[Collected data entries]

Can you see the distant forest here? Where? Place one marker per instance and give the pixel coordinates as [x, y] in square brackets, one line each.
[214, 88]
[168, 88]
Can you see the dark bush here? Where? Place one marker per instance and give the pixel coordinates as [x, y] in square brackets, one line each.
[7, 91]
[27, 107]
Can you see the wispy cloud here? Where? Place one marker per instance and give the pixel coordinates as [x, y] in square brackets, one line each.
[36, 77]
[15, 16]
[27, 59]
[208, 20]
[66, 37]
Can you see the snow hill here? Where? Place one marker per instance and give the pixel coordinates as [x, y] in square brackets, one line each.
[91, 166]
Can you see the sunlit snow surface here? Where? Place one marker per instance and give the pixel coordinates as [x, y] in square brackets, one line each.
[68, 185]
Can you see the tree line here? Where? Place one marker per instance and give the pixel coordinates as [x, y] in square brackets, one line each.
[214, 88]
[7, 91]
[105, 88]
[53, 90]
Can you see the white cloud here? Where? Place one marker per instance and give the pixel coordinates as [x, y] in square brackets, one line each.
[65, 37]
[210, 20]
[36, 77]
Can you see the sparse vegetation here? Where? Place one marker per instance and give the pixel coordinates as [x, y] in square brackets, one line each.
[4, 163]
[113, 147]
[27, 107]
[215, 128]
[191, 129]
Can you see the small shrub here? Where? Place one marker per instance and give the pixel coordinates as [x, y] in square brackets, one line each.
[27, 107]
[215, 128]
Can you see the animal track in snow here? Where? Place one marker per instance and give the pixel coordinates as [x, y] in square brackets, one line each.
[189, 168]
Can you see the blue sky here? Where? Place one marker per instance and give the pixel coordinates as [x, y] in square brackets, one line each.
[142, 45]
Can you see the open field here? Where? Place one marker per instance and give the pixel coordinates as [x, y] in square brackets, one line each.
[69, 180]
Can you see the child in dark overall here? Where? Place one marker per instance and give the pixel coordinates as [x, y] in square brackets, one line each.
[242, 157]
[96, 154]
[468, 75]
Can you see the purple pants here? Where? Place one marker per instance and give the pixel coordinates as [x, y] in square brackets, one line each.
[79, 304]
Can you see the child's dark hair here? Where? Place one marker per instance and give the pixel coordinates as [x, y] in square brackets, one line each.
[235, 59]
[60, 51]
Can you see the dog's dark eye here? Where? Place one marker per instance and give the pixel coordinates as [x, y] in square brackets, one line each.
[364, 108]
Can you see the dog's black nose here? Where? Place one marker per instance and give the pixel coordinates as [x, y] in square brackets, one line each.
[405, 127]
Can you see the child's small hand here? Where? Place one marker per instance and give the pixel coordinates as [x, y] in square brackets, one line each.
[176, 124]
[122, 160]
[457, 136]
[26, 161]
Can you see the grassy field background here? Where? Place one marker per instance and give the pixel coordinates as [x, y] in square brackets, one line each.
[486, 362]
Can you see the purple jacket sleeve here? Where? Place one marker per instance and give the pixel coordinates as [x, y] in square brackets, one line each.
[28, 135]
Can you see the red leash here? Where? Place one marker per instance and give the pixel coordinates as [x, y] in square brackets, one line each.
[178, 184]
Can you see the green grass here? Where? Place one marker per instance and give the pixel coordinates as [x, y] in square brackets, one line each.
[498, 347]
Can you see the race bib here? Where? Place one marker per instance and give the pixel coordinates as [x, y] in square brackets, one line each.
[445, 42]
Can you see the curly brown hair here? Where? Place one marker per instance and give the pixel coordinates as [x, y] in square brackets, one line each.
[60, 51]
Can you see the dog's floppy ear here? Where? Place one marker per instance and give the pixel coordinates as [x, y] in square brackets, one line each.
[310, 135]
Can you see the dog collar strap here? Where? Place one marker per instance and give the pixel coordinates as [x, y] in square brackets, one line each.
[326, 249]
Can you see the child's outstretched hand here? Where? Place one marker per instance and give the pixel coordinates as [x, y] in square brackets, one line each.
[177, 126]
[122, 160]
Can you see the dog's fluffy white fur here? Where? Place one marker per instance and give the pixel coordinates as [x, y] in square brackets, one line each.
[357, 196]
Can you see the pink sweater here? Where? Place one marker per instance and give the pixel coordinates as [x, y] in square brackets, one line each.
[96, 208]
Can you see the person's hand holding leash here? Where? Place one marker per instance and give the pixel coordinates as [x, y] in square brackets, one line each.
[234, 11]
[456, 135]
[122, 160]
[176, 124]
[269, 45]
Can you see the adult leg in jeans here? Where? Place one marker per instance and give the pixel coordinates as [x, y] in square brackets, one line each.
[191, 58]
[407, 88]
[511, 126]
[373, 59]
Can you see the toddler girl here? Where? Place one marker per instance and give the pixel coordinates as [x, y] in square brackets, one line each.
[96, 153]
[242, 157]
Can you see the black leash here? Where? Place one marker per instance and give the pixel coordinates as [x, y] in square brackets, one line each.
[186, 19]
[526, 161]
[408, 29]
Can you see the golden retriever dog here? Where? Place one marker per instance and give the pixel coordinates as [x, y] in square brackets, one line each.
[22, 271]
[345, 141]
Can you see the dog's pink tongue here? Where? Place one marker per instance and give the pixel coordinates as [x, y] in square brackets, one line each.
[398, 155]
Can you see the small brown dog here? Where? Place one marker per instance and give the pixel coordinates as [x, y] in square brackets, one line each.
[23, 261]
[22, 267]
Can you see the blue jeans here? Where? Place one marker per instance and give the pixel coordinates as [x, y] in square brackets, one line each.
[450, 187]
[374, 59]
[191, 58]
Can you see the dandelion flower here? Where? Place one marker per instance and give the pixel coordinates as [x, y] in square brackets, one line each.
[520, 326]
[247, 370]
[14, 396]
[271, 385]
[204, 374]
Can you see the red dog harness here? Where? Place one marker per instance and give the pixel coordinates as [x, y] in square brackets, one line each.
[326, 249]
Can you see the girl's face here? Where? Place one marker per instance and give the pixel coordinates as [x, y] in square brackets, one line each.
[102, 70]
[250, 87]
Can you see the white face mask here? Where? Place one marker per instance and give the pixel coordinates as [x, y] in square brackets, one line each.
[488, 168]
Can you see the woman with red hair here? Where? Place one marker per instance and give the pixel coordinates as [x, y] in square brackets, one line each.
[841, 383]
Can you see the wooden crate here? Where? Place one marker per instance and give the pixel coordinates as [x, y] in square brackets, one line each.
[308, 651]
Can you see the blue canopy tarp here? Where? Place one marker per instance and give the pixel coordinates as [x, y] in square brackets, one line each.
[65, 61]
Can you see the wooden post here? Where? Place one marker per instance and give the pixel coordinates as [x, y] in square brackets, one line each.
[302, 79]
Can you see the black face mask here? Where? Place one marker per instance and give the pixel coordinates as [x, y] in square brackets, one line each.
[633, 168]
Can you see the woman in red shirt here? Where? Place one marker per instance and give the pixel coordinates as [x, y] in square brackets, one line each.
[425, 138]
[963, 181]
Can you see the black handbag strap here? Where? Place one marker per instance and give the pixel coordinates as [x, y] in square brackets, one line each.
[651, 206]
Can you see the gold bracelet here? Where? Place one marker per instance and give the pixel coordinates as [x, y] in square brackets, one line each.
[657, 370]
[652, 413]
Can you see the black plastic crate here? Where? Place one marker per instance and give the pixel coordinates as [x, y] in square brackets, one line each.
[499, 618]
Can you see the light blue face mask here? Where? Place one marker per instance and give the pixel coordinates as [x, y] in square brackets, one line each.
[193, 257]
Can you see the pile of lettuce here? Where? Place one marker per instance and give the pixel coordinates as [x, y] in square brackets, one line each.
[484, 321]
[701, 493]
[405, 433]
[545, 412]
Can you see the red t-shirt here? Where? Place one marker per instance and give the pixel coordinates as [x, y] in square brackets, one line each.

[SHORT TASK] Rewrite all of the records above as a JSON list of strings, with one string for each line and blank lines left out.

[RESPONSE]
[
  "Can you see the distant forest here? Where? Place one marker per instance and give the pixel coordinates as [x, y] in square brackets, one line each.",
  "[214, 88]",
  "[168, 88]",
  "Can you see the dark bush here? Where? Place one marker per instance and give the pixel coordinates as [x, y] in square brackets, one line each.",
  "[7, 91]",
  "[27, 107]",
  "Can you see the wispy cloud here? Where? Place one marker per instance and give the pixel coordinates as [x, y] in square brackets, one line each.",
  "[36, 77]",
  "[15, 16]",
  "[27, 59]",
  "[208, 20]",
  "[66, 37]",
  "Can you see the snow hill here? Where? Place one marker per instance and give the pixel coordinates as [x, y] in square brackets, one line each.",
  "[91, 166]",
  "Can you see the sunlit snow surface here? Where? Place one marker per instance and give the pixel coordinates as [x, y] in square brackets, one line each.",
  "[68, 185]",
  "Can you see the tree line here? Where? Place one marker per instance and give the pixel coordinates as [x, y] in square brackets, one line each.",
  "[214, 88]",
  "[7, 91]",
  "[105, 88]",
  "[53, 90]",
  "Can you see the white cloud here? Where? Place one marker per instance and give the pixel coordinates as [x, y] in square brackets, one line each.",
  "[65, 37]",
  "[210, 20]",
  "[36, 77]",
  "Can you see the sparse vegetation here? Where? Place one marker per instance and give the pixel coordinates as [x, y] in square brackets, one line each.",
  "[4, 163]",
  "[113, 147]",
  "[27, 107]",
  "[215, 128]",
  "[191, 129]",
  "Can you see the small shrub here? Where? Place one marker per instance and give the pixel coordinates as [x, y] in square brackets, one line each.",
  "[27, 107]",
  "[215, 128]",
  "Can you see the animal track in snow here? Where? Place one marker per instance and give the pixel coordinates as [x, y] in square brackets, one line each.",
  "[189, 168]",
  "Can you see the blue sky here? Where? Place one marker per instance and give the pixel coordinates as [x, y] in square brackets, one line each.",
  "[142, 45]",
  "Can you see the open field here? Where? Place one marker per instance and give the pixel coordinates as [x, y] in square brackets, one line each.",
  "[69, 180]",
  "Can you see the child in dark overall here? Where? Place one marker per instance and give the pixel coordinates as [x, y] in square brackets, one line each.",
  "[242, 157]",
  "[96, 154]",
  "[468, 75]",
  "Can you see the purple pants here? Where? Place one marker per instance and give the pixel coordinates as [x, y] in square brackets, one line each.",
  "[79, 304]",
  "Can you see the child's dark hair here? Where? Place one marker per instance and give the pixel coordinates as [x, y] in square brackets, one line each.",
  "[235, 59]",
  "[60, 51]",
  "Can you see the dog's dark eye here? Where? Place one marker per instance and give the pixel coordinates as [x, y] in square brackets, one line each.",
  "[364, 108]",
  "Can you see the dog's black nose here? Where? Place one marker per instance and give the pixel coordinates as [x, y] in square brackets, one line each.",
  "[405, 127]",
  "Can you see the child's small hand here? Where? Place one marker per instance and give the pixel coordinates as [x, y] in square brackets, one line each.",
  "[176, 124]",
  "[122, 160]",
  "[457, 136]",
  "[26, 161]",
  "Can you see the grassy field background here? Where? Place one marker per instance and give the pixel coordinates as [x, y] in square brackets, one line each.",
  "[486, 362]",
  "Can you see the purple jacket sleeve here? Where? Place one marker per instance and give the pixel coordinates as [x, y] in square brackets, one line each.",
  "[28, 135]",
  "Can you see the red leash here? Where? Place one marker per instance and give the pixel coordinates as [x, y] in square brackets, one line each.",
  "[178, 184]",
  "Can you see the green grass here? Where? Place one marker per instance and give the pixel coordinates as [x, y] in square brackets, one line each.",
  "[498, 347]",
  "Can you see the race bib here? Where? Place one marker per instance and give the pixel coordinates as [x, y] in square brackets, one line each.",
  "[445, 42]",
  "Can you see the curly brown hair here? Where? Place one marker per instance and give the pixel coordinates as [x, y] in square brackets, one line each.",
  "[60, 51]",
  "Can you see the dog's floppy ear here? Where? Place one marker per instance and give the pixel coordinates as [x, y] in square brackets, one line each.",
  "[310, 135]",
  "Can you see the dog collar strap here? Where? Place one marker per instance and give the pixel coordinates as [x, y] in square brackets, one line each.",
  "[326, 249]",
  "Can you see the child's outstretched hand here? Where? Place one marker per instance and give the pixel coordinates as [x, y] in square brackets, one line each.",
  "[177, 126]",
  "[122, 160]",
  "Can you see the dog's fluffy white fur here? Where? Place one marker per instance and give the pixel coordinates as [x, y] in square brackets, one line each.",
  "[357, 196]",
  "Can you see the pink sweater here? Where? Place one marker per instance and give the pixel coordinates as [x, y] in square brackets, one line each.",
  "[96, 208]",
  "Can you see the person's hand holding leash here? Where? Place one marker per instance and give the pixel coordinates as [x, y] in square brackets, one line each.",
  "[234, 11]",
  "[456, 135]",
  "[122, 160]",
  "[176, 124]",
  "[269, 45]",
  "Can you see the adult leg in jeans here? Where? Place one marker per instance and give the pixel coordinates as [x, y] in square brackets, one line each.",
  "[191, 58]",
  "[407, 88]",
  "[511, 126]",
  "[373, 59]",
  "Can you see the toddler girl here? Where? Place one marker per instance and give the pixel coordinates as [x, y] in square brackets, one line each.",
  "[96, 153]",
  "[242, 157]",
  "Can you see the black leash here? Where? Place one marker per instance and give the pixel coordinates as [x, y] in square brackets, one line each.",
  "[186, 19]",
  "[526, 161]",
  "[408, 29]",
  "Can you see the golden retriever dog here? Where? Place one marker per instance and give the pixel coordinates as [x, y] in square brackets, one line each.",
  "[22, 271]",
  "[345, 141]",
  "Can you see the dog's pink tongue here? Where? Place one marker per instance and give the pixel coordinates as [x, y] in square brackets, one line each.",
  "[398, 155]",
  "Can you see the small brown dog here? Where? Place one marker per instance and give the pixel coordinates as [x, y] in square brackets, one line each.",
  "[23, 261]",
  "[22, 267]",
  "Can you see the blue jeans here? Where? Place one marker per instance and give the pixel coordinates as [x, y] in square brackets, one line each.",
  "[450, 187]",
  "[374, 59]",
  "[191, 58]",
  "Can you see the dandelion flower here? Where? Place one marker per instance and give the pixel coordinates as [x, y] in square brackets, one line each.",
  "[520, 326]",
  "[247, 370]",
  "[14, 396]",
  "[271, 385]",
  "[204, 374]",
  "Can you see the red dog harness here? Where? Place one marker per instance and give the pixel coordinates as [x, y] in square brackets, one line each.",
  "[326, 249]",
  "Can you see the girl's face here? Where? Place one marker per instance and give the pixel coordinates as [x, y] in square brackets, one line each.",
  "[102, 70]",
  "[250, 87]",
  "Can you see the white face mask here? Where? Place one marker per instance and give the pixel coordinates as [x, y] in square brackets, one line each.",
  "[488, 168]",
  "Can you see the woman with red hair here? Where? Place one marker per instance and give the pixel coordinates as [x, y] in square brackets, one line each.",
  "[841, 383]",
  "Can you see the wooden crate here? Where? Place one marker per instance and give the pixel coordinates as [x, y] in square brackets, one line each.",
  "[308, 651]",
  "Can you see the blue canopy tarp here? Where? Place one marker per instance and give the pixel coordinates as [x, y] in square brackets, one line each.",
  "[65, 61]",
  "Can you see the wooden post here? Where? Place one marker per instance and give the pixel coordinates as [x, y] in square brackets, one line each.",
  "[302, 79]",
  "Can you see the black face mask here? Where? Place one marker per instance and give the pixel coordinates as [x, y] in square brackets, one line each.",
  "[633, 168]",
  "Can you see the woman in red shirt here? Where? Place one marker per instance and give the pixel coordinates as [x, y] in square brackets, one line each.",
  "[425, 138]",
  "[963, 181]",
  "Can you see the black handbag strap here? Where? Place one marker per instance and give the pixel coordinates as [x, y] in square brackets, one line each.",
  "[651, 206]",
  "Can you see the gold bracelet here? Where? Place one marker per instance and give the pixel coordinates as [x, y] in square brackets, one line each.",
  "[657, 370]",
  "[652, 413]",
  "Can you see the black plastic crate here? Where? Place one marker per instance and give the pixel coordinates as [x, y] in square brackets, one line each.",
  "[499, 618]",
  "Can you see the light blue face mask here? Where? Place one marker per instance and give the pixel coordinates as [x, y] in square brackets, one line each.",
  "[193, 257]",
  "Can you see the pile of lettuce here? Where? Place one marker per instance and give the pixel coordinates as [x, y] in square brackets, one line each.",
  "[484, 321]",
  "[701, 493]",
  "[405, 433]",
  "[545, 412]",
  "Can you see the red t-shirt here? Where? Place one marker per instance and give the pixel coordinates as [x, y] in square brackets, one line each."
]